What you need to do:
Recast the lines of the entries below as a Markdown table with the columns "Row" and "Text", numbering each line and leaving out blank lines. Cover only the lines starting at the line containing "A rule for this batch: each instance of the soldier's hand" and ending at the line containing "column 949, row 487".

Recorded data:
===============
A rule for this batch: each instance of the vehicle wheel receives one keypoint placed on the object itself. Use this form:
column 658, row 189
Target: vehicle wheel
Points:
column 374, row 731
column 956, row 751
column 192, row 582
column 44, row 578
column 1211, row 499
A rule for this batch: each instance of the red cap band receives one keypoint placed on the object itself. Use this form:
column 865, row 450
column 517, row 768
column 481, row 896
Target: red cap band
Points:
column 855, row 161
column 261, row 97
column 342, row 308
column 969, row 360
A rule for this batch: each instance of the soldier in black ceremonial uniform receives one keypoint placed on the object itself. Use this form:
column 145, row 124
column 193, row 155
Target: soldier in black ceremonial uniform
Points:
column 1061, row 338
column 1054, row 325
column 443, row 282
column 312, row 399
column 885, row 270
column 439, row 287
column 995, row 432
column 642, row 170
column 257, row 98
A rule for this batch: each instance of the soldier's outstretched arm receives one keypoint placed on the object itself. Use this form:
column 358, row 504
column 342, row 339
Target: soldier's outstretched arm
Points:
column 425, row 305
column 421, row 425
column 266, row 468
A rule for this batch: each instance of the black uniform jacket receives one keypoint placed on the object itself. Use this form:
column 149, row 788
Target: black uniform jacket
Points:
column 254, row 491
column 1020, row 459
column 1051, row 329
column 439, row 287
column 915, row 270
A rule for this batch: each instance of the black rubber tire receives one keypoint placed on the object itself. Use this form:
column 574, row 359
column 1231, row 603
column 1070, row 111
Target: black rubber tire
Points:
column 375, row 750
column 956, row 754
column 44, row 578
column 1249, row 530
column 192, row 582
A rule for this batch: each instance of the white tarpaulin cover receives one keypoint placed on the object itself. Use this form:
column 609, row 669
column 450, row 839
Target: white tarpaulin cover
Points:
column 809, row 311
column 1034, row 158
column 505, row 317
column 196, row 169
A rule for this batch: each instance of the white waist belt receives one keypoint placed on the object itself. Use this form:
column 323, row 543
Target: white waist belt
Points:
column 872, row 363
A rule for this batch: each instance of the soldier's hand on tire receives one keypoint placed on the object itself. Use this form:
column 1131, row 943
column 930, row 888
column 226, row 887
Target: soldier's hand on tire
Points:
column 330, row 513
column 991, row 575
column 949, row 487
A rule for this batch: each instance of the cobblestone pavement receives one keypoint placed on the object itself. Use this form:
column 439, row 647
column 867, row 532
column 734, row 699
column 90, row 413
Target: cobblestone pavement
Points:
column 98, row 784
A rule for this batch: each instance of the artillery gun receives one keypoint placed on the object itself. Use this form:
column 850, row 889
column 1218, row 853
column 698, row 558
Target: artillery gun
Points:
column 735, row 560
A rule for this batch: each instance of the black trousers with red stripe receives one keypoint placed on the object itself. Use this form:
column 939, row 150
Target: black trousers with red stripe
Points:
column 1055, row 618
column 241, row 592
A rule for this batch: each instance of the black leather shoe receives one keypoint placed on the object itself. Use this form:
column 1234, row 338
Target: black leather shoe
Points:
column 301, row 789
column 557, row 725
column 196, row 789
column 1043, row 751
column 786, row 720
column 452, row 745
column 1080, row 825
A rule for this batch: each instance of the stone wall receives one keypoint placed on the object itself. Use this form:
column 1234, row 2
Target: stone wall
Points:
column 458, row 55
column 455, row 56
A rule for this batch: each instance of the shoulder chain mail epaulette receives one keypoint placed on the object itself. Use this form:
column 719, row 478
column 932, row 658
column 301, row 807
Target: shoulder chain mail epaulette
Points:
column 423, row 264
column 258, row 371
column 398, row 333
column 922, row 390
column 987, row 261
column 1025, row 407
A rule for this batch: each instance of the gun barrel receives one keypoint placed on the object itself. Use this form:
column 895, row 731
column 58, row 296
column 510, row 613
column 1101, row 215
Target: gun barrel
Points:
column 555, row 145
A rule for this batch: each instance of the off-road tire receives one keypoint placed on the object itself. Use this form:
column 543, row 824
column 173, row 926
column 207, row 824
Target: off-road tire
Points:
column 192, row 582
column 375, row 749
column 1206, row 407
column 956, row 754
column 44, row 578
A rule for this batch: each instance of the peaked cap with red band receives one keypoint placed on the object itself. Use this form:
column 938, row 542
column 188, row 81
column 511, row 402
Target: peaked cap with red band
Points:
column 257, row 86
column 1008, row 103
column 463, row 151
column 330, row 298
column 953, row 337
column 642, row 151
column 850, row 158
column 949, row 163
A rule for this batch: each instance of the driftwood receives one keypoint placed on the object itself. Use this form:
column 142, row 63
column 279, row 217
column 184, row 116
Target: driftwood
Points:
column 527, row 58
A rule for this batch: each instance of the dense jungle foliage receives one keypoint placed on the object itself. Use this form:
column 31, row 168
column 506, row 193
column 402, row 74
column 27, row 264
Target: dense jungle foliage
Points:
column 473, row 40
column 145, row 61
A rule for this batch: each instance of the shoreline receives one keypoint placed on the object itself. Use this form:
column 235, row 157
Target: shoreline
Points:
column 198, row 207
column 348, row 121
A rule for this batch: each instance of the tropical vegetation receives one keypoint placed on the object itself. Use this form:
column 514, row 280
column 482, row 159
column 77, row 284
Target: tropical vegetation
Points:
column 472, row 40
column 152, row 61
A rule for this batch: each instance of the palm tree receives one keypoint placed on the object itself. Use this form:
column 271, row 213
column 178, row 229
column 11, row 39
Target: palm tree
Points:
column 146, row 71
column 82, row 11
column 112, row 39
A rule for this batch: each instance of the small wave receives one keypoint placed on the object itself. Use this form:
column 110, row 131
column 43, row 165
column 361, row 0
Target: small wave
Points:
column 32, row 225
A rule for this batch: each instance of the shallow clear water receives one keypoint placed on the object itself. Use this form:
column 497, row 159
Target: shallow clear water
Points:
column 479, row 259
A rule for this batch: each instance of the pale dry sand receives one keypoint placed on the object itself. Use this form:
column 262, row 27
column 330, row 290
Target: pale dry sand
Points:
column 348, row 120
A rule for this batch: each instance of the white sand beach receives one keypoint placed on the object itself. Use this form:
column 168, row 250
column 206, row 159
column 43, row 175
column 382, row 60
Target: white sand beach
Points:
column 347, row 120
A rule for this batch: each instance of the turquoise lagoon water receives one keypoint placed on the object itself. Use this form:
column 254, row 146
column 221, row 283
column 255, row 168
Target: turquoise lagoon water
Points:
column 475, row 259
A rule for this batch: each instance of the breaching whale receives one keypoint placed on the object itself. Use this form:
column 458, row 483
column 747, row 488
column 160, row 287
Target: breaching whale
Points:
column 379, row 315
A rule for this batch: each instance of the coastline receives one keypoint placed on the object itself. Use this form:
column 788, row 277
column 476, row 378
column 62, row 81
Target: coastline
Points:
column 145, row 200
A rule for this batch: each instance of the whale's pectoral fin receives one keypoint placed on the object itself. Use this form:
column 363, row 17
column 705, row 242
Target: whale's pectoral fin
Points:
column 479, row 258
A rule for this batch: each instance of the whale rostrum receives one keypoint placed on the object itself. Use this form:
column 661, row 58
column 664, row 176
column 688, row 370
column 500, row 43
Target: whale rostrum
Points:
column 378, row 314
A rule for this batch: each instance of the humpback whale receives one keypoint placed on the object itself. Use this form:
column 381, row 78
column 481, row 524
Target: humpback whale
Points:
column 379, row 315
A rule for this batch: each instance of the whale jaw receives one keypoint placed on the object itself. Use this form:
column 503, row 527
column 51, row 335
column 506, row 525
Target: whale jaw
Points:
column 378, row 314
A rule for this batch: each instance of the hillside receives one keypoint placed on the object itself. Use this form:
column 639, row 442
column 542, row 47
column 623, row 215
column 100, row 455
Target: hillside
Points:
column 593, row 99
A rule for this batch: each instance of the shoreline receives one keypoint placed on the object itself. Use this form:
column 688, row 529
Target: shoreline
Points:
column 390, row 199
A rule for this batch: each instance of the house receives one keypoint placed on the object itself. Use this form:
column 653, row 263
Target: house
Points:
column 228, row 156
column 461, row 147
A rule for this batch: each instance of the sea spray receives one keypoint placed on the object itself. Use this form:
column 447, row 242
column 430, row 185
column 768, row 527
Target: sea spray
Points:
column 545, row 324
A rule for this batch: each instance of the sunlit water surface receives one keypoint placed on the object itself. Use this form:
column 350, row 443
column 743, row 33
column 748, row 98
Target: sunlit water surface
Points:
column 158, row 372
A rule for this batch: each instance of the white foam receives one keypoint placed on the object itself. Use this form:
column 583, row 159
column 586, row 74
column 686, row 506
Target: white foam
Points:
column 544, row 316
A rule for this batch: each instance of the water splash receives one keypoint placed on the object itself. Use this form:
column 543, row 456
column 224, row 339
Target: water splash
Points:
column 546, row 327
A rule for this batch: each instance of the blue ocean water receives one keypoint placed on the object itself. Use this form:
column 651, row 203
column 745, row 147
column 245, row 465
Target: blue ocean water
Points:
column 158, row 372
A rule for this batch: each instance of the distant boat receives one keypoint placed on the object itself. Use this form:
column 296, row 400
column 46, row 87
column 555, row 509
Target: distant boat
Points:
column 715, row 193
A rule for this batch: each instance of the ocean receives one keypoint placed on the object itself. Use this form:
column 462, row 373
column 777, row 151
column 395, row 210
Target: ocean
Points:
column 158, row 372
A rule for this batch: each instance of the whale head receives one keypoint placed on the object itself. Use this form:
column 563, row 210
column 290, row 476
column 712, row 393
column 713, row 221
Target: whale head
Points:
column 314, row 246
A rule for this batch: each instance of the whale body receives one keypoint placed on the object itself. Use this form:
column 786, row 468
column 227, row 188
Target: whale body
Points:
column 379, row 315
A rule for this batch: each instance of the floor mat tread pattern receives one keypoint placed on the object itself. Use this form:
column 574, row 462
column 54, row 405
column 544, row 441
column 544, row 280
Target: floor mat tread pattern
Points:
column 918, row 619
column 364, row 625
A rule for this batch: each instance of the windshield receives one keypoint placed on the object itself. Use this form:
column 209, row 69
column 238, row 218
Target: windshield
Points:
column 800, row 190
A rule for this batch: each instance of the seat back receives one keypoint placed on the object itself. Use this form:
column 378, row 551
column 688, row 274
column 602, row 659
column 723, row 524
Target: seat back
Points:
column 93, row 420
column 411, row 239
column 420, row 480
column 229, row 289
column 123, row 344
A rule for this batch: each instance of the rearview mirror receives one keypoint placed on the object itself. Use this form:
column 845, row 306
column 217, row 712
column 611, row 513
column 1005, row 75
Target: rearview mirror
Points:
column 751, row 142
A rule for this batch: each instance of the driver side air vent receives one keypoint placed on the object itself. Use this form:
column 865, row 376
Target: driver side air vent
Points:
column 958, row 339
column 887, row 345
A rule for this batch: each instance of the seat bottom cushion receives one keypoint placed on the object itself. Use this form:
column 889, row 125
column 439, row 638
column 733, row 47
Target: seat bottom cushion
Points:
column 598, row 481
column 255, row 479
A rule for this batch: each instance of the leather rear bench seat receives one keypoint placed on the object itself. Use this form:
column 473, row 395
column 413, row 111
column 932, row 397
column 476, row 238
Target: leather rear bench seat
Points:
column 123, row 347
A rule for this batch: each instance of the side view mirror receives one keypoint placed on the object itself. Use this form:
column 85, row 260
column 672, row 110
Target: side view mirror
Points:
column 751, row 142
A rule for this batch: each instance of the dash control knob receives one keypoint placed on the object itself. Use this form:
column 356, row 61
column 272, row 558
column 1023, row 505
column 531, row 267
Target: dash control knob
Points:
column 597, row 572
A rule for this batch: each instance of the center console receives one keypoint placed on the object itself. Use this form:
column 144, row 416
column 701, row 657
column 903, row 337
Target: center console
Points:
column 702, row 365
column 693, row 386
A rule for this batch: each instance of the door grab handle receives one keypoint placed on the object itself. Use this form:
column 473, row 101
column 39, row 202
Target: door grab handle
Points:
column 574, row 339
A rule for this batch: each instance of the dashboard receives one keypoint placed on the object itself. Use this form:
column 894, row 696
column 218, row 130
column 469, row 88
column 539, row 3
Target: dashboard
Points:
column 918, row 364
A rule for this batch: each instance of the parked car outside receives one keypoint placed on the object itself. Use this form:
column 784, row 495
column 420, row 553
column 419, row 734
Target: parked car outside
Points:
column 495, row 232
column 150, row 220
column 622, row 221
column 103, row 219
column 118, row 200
===============
Response to the exercise:
| Row | Text |
|---|---|
| 1 | A rule for this batch: each instance of the soldier's hand on tire receives one keypoint placed on the object itself. Use this form: |
| 2 | column 1131, row 943 |
| 3 | column 930, row 888 |
| 4 | column 226, row 887 |
| 5 | Target: soldier's hand on tire |
| 6 | Points: |
| 7 | column 330, row 513 |
| 8 | column 991, row 575 |
| 9 | column 949, row 487 |